3 VOORSCHRIFTEN

 

3.1 Opzet van het RUP

Door middel van voorliggend RUP wordt een juridisch kader gecreëerd om de ruimtelijke ontwikkelingsmogelijkheden voor het sport- en recreatiegebied Het Rooi vast te leggen.

De ambitie is om de mogelijkheden binnen het huidige recreatiegebied te verruimen met commerciële en gemeenschapsvoorzieningen.

 

3.2 Afbakening Grafisch Plan

Als begrenzing geldt de gewestplanbestemming recreatiegebied. In het noorden valt de grens samen met de grens van het BPA De Veldekens.

 

3.3 Opzet voor de voorschriften

In het ruimtelijk uitvoeringsplan (RUP) wordt de gewenste bestemming, inrichting en/of beheer gebiedsgericht vastgelegd. De voorschriften hebben een verordenend karakter, dit wil zeggen dat ze de juridische basis vormen voor het verlenen van stedenbouwkundige vergunningen en verkavelingsvergunningen.

● ● ● ● ●

### Schriftelijke opdrachten
(1) Met welke grens valt volgens de tekst over het RUP voor Het Rooi de grens in het noorden samen?
(2) Kopieer uit de tekst over het RUP voor Het Rooi letterlijk het stuk van "3.2 Afbakening Grafisch" tot "BPA De Veldekens.".

### Ruwe gegevens
● ● ● ● ●

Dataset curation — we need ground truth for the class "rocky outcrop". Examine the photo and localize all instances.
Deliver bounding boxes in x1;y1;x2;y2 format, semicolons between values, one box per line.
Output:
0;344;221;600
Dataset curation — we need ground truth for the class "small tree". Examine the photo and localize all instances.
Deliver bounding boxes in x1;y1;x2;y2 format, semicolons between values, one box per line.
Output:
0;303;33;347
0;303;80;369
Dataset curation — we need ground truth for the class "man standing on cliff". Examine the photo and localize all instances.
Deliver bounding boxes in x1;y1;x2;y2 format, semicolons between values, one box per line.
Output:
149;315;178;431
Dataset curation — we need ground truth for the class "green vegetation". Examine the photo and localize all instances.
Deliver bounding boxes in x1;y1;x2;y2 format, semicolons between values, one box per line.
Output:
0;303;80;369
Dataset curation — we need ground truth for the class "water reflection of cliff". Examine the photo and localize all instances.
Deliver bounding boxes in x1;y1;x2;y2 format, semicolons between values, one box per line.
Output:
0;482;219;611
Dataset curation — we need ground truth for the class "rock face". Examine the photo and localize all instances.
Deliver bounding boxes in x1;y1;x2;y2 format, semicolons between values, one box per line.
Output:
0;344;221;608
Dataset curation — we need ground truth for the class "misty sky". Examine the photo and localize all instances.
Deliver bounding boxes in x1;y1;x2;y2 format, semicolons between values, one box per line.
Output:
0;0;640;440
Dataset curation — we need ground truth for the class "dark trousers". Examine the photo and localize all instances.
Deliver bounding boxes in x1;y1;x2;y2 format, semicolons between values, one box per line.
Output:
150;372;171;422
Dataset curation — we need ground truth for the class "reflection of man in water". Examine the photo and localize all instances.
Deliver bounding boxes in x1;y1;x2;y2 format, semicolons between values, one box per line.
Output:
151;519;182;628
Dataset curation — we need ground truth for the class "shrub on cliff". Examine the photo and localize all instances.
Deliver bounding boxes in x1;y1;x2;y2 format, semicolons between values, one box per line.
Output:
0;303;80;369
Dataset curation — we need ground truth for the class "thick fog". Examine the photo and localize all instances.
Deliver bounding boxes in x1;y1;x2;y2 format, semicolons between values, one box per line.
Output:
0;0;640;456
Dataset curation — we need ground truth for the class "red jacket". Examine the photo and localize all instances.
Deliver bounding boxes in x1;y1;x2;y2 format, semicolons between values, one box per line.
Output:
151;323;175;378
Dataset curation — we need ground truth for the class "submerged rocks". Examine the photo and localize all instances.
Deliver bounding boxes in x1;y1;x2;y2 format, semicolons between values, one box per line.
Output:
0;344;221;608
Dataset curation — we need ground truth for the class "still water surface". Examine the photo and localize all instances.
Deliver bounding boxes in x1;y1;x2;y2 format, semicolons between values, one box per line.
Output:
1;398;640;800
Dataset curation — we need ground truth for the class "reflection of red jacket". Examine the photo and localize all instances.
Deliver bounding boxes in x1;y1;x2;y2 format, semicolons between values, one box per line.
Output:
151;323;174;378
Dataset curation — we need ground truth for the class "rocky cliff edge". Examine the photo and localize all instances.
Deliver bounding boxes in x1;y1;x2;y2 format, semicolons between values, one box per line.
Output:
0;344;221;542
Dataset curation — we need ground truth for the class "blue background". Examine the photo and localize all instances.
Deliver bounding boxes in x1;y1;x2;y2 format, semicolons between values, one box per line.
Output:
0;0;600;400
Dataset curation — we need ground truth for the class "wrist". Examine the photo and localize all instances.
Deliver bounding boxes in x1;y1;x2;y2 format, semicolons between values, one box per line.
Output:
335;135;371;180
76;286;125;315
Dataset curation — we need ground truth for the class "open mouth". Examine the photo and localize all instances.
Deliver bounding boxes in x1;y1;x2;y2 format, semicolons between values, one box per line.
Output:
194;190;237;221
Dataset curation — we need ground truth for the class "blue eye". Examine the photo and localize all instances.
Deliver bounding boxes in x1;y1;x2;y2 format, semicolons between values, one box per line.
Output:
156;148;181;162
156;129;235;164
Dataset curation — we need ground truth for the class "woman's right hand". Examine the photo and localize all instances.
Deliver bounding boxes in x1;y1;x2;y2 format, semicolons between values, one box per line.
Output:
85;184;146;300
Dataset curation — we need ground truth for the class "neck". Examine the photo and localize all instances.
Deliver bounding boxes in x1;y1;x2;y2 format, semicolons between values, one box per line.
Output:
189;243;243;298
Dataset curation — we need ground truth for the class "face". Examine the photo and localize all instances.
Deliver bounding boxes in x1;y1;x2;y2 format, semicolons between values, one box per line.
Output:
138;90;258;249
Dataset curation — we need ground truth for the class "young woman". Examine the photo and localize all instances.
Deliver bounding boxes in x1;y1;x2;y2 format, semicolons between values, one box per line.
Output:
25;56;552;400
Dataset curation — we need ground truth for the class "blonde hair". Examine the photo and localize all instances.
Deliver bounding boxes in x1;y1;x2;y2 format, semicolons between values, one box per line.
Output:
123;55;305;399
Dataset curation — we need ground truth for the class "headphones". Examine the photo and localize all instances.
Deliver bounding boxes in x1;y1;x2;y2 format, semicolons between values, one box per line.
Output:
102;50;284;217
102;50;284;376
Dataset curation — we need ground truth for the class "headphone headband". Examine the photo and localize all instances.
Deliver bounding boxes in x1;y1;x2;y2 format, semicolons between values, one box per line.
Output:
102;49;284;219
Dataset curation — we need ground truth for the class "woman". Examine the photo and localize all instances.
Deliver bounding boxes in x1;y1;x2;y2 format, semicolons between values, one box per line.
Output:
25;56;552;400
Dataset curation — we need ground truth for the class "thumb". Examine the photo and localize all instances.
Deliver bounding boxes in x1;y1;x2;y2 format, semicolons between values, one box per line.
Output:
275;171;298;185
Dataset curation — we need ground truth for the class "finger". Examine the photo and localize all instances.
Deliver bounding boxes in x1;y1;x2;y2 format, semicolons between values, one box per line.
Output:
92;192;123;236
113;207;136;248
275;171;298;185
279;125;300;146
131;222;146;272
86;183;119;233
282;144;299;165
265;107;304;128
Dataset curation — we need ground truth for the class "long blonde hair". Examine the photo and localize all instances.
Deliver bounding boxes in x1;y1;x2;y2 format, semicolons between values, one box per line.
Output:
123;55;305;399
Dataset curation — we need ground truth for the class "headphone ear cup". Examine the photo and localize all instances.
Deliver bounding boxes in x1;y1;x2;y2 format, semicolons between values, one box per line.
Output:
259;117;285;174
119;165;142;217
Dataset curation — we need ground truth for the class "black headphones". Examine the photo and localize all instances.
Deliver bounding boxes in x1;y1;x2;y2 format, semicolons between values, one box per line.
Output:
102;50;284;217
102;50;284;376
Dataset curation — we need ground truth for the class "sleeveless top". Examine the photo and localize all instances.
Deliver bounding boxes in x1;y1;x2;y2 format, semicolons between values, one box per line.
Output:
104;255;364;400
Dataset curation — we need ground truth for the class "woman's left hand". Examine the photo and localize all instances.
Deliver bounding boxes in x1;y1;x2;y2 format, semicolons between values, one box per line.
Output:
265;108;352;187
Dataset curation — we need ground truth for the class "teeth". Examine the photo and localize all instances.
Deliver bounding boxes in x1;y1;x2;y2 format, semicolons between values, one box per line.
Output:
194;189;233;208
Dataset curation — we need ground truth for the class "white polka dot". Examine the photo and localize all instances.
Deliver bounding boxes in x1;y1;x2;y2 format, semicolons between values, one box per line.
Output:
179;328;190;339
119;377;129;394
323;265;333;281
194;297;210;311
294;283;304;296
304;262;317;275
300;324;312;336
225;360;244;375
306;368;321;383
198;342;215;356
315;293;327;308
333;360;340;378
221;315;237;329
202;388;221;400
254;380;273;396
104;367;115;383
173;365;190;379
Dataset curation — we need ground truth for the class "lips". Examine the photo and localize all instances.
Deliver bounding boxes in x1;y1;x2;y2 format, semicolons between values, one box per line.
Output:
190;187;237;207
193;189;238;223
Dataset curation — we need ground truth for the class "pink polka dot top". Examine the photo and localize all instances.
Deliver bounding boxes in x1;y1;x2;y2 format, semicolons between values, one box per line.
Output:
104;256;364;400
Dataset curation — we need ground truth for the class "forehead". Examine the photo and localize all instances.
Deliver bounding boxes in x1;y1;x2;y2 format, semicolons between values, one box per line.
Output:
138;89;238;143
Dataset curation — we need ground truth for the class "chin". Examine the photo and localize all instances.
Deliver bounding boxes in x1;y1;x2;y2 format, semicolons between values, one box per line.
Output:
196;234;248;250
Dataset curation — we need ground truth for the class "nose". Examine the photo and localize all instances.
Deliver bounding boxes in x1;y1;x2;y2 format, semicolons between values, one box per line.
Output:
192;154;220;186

● ● ● ● ●

### Resultaten
(1) Met de grens van het BPA De Veldekens.

(2)
3.2 Afbakening Grafisch Plan

Als begrenzing geldt de gewestplanbestemming recreatiegebied. In het noorden valt de grens samen met de grens van het BPA De Veldekens.